*** AVAILABLE DATA Section Begins ***

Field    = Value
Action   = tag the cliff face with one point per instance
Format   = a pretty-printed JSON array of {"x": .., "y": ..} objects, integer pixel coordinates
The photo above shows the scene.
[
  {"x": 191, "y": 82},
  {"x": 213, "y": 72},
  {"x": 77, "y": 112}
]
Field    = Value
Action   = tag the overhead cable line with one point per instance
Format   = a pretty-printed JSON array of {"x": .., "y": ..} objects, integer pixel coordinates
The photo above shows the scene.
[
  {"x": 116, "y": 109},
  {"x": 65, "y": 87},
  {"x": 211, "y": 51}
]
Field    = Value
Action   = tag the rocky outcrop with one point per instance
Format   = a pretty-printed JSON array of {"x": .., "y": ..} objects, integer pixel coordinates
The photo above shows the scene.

*** AVAILABLE DATA Section Ends ***

*YOUR OBJECTIVE*:
Nothing but the lines from the one containing "line with one point per instance" through the last line of the data above should be set down, word for word.

*TASK RESULT*:
Action   = tag the overhead cable line with one point per instance
Format   = a pretty-printed JSON array of {"x": .., "y": ..} objects, integer pixel coordinates
The photo above shows the scene.
[
  {"x": 116, "y": 109},
  {"x": 65, "y": 87},
  {"x": 211, "y": 51}
]
Field    = Value
Action   = tag the rocky outcrop with one point per instance
Format   = a pretty-printed JSON array of {"x": .., "y": ..} objects, integer pixel coordinates
The photo above shows the scene.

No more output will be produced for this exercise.